Below are some records; give them all again exactly, but not the pictures.

══ Available data

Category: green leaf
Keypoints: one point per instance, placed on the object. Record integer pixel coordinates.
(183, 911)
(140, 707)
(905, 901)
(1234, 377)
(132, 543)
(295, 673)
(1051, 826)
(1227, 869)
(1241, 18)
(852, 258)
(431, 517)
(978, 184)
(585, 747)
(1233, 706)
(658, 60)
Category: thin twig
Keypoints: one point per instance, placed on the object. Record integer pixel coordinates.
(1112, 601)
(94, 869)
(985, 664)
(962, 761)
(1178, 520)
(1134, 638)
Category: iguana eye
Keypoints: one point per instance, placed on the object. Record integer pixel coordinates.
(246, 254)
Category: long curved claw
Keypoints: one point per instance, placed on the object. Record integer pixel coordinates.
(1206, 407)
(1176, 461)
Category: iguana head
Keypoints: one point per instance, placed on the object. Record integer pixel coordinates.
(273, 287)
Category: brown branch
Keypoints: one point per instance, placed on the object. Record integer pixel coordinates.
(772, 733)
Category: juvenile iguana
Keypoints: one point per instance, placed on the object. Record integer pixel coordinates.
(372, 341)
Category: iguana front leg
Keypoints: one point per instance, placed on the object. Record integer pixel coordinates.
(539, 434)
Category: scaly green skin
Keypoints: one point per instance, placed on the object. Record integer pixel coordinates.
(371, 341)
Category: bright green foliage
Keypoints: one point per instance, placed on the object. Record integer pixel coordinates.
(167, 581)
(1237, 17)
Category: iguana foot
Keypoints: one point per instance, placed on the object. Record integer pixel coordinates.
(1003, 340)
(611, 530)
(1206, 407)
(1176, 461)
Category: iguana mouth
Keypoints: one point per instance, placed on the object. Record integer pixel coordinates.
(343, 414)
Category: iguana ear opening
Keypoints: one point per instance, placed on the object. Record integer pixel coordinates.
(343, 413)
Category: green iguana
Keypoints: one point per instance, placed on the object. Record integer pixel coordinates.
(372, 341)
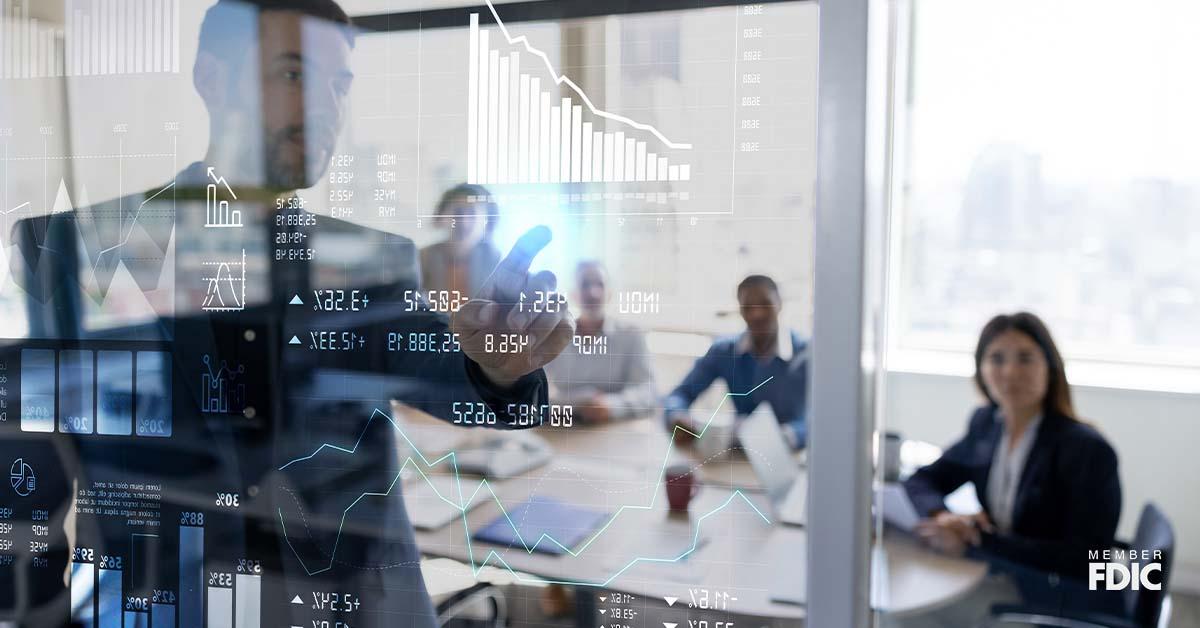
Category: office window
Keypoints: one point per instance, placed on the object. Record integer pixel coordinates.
(1049, 165)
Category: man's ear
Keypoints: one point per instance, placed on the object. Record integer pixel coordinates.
(211, 79)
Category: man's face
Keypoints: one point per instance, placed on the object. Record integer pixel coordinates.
(760, 310)
(305, 79)
(592, 288)
(280, 111)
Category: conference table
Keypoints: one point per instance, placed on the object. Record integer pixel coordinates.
(727, 540)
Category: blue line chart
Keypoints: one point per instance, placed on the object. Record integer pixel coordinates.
(492, 556)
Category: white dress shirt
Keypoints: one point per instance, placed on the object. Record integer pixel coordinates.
(1005, 477)
(622, 374)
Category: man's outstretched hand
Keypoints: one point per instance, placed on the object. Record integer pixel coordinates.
(510, 336)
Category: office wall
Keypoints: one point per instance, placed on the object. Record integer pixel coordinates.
(1156, 436)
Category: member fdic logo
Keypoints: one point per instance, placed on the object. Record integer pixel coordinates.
(1121, 569)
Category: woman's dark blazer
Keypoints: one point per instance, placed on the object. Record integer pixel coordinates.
(1068, 500)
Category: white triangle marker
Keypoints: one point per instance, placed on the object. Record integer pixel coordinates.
(63, 199)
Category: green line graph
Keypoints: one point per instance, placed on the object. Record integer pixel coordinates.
(461, 504)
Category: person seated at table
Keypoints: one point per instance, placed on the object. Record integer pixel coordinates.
(744, 362)
(1048, 482)
(466, 258)
(606, 372)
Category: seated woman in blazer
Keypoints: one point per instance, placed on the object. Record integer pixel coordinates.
(1048, 483)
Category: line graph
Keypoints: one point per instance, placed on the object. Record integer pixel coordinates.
(225, 287)
(477, 567)
(520, 133)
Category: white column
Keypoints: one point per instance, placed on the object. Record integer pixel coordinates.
(586, 174)
(544, 139)
(630, 160)
(564, 166)
(502, 119)
(618, 153)
(576, 137)
(523, 130)
(515, 95)
(493, 111)
(473, 102)
(484, 61)
(598, 160)
(556, 144)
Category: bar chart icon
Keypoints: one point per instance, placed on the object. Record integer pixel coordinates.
(217, 213)
(519, 131)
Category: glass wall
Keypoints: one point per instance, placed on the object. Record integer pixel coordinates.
(375, 316)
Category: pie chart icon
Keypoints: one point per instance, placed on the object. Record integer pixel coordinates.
(22, 478)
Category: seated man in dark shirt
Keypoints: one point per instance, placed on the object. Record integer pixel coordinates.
(761, 353)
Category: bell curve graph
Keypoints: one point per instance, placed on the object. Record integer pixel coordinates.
(520, 132)
(465, 500)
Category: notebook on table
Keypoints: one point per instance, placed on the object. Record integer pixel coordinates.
(543, 524)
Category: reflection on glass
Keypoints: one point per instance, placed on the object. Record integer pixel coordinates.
(265, 262)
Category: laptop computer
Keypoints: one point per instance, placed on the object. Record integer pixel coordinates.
(775, 467)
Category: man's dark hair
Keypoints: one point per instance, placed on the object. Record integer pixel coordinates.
(757, 280)
(229, 25)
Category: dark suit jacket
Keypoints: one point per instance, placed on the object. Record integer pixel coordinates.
(1068, 500)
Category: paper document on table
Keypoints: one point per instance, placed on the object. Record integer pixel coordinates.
(898, 508)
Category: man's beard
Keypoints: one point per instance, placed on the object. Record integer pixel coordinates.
(289, 174)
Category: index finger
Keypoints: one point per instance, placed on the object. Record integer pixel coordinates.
(510, 275)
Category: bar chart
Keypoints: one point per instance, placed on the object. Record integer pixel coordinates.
(97, 37)
(113, 393)
(101, 594)
(519, 131)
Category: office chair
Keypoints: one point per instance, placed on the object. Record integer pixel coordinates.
(1141, 609)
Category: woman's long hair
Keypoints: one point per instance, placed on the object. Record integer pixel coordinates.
(1057, 400)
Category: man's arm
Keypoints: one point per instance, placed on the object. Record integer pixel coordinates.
(702, 375)
(930, 484)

════

**Solution to this problem**.
Category: green leaf
Keypoints: one point per instance, placed on the object. Record integer pixel coordinates.
(183, 911)
(140, 707)
(905, 901)
(1234, 377)
(132, 543)
(295, 673)
(1051, 826)
(1227, 869)
(1241, 18)
(852, 258)
(431, 517)
(978, 184)
(585, 747)
(1233, 706)
(658, 60)
Category: thin twig
Keypoints: one point per instance, placed on the object. Record integer pixel coordinates.
(1112, 601)
(94, 869)
(985, 664)
(962, 761)
(1178, 520)
(1134, 638)
Category: iguana eye
Keypoints: one point per instance, placed on the object. Record integer pixel coordinates.
(246, 254)
Category: long curved claw
Keypoints: one point per instance, placed on the object. Record integer pixel coordinates.
(1206, 407)
(1176, 461)
Category: iguana head
Keypoints: one point per instance, placed on the object. Record integer pixel coordinates.
(273, 287)
Category: brown branch
Keypoints: one point per instance, placed on the object. Record integer pixel coordinates.
(772, 733)
Category: juvenile iguana
Keypoints: one point per instance, placed on the object. Record integer pixel coordinates.
(372, 341)
Category: iguana front leg
Keypoints: one point per instance, placed on the object. Record integer pixel coordinates.
(539, 434)
Category: scaly green skin
Keypoints: one point per instance, placed on the object. Record integer pixel coordinates.
(371, 341)
Category: bright green foliage
Keypoints: one point per instance, placed on the object. Record integer pixel coordinates.
(167, 581)
(1237, 17)
Category: iguana foot
Keypoints: one point per instance, placed on the object. Record integer pixel coordinates.
(1003, 340)
(611, 530)
(1206, 407)
(1176, 461)
Category: iguana mouth
Keypoints: one point per instance, placed on the object. Record integer pixel coordinates.
(343, 414)
Category: iguana ear opening
Keypoints: one point per instance, placed on the object. Record integer pixel coordinates.
(343, 413)
Category: green iguana
Keypoints: one point per instance, placed on the object. Record integer pixel coordinates.
(372, 341)
Category: office window
Keypoints: one point per instance, placed on the object. Record integer pixel coordinates.
(1049, 165)
Category: man's ear
Keypoints: one point per instance, placed on the object. Record integer pixel coordinates.
(211, 79)
Category: man's face
Keypoints: one point per instance, placed on the object. Record integer pixel coordinates.
(760, 310)
(305, 79)
(592, 288)
(280, 111)
Category: conference table
Keypoints: one point per instance, placed on the object. Record integer pixel coordinates.
(727, 540)
Category: blue line chart
Keypoints: one point per instance, placed on the object. Record integer pixel coordinates.
(492, 556)
Category: white dress shirt
Keypoints: one point per instance, placed on the object. Record integer pixel coordinates.
(1005, 477)
(622, 374)
Category: man's outstretched hand
Keypoints: one point per instance, placed on the object. Record integer pixel coordinates.
(510, 336)
Category: office wall
Keypoints: one point per instance, placed on the object. Record integer pixel coordinates.
(1156, 436)
Category: member fdic logo
Keypoints: one point per instance, placed on the object. Record integer pixel coordinates.
(1121, 569)
Category: woman's dark blazer
Keypoints: one point per instance, placed on the object. Record integer pixel coordinates.
(1068, 500)
Category: white triangle marker
Keypoints: one point per instance, placed on the object. Record integer pixel coordinates.
(63, 199)
Category: green line graph
Keypoints: one point per instance, placed on the object. Record integer pixel coordinates.
(461, 504)
Category: person seated at table
Keypoints: one point per instance, placed on the object. Record integer pixel coordinates.
(744, 362)
(1048, 482)
(466, 258)
(606, 372)
Category: seated woman in blazer
Keypoints: one point per instance, placed on the object. Record integer pixel coordinates.
(1048, 483)
Category: line graph
Keypoints: one point per instance, placed on the object. Record integer pixel coordinates.
(225, 287)
(477, 567)
(520, 133)
Category: white column
Keypoints: one point per instance, placed on the object. Record integer pixel coordinates.
(586, 174)
(544, 139)
(630, 160)
(564, 166)
(502, 119)
(618, 153)
(576, 137)
(523, 130)
(515, 95)
(493, 111)
(473, 102)
(484, 61)
(598, 160)
(556, 144)
Category: bar chart icon
Keypoints: one point per instance, placed on the object. Record integer pixel coordinates.
(217, 213)
(519, 131)
Category: glass wall
Keypoints: one point per instance, placed on the object. Record integer pixel coordinates.
(375, 316)
Category: pie chart icon
Keypoints: one point per instance, placed on the object. Record integer pixel coordinates.
(22, 478)
Category: seated man in dark shirt
Keypoints: one point per instance, placed on the object. Record integer pixel coordinates.
(761, 353)
Category: bell curve graph
Keypoints: one point per instance, placed on the object. Record integer pixel coordinates.
(520, 132)
(465, 500)
Category: notebook on table
Keypoints: one point per instance, placed on the object. Record integer pixel coordinates.
(543, 524)
Category: reflection on glass
Keypoints: one point per instance, placed on the object. Record integer pixel coordinates.
(265, 262)
Category: laptop computer
Keypoints: one point per instance, placed on the object. Record integer pixel coordinates.
(775, 467)
Category: man's dark hair
Keypoints: one point per instance, placed on the object. Record integer pixel coordinates.
(757, 280)
(229, 25)
Category: dark suit jacket
Keypoints: one point per instance, placed on the object. Record integer pixel coordinates.
(1068, 500)
Category: paper document on table
Keypoints: one point per instance, placed on the object. Record integer pixel coordinates.
(898, 508)
Category: man's beard
Keypoints: one point per instance, placed on the object. Record integer pixel coordinates.
(289, 174)
Category: index finger
Keypoints: one point per instance, placed on the object. Record integer pixel coordinates.
(510, 275)
Category: bar chart
Keypoints: one point per instance, placed on the object. Record integer pixel coordinates.
(97, 37)
(113, 393)
(101, 594)
(519, 131)
Category: office chair
Keypoints: one point per instance, placed on the object. Record integer pixel coordinates.
(1141, 609)
Category: woman's long hair
Keypoints: one point per instance, placed on the object. Record integer pixel coordinates.
(1057, 400)
Category: man's arm
Keypoints: one point per instance, placed on the object. Record integer pixel coordinates.
(702, 375)
(930, 484)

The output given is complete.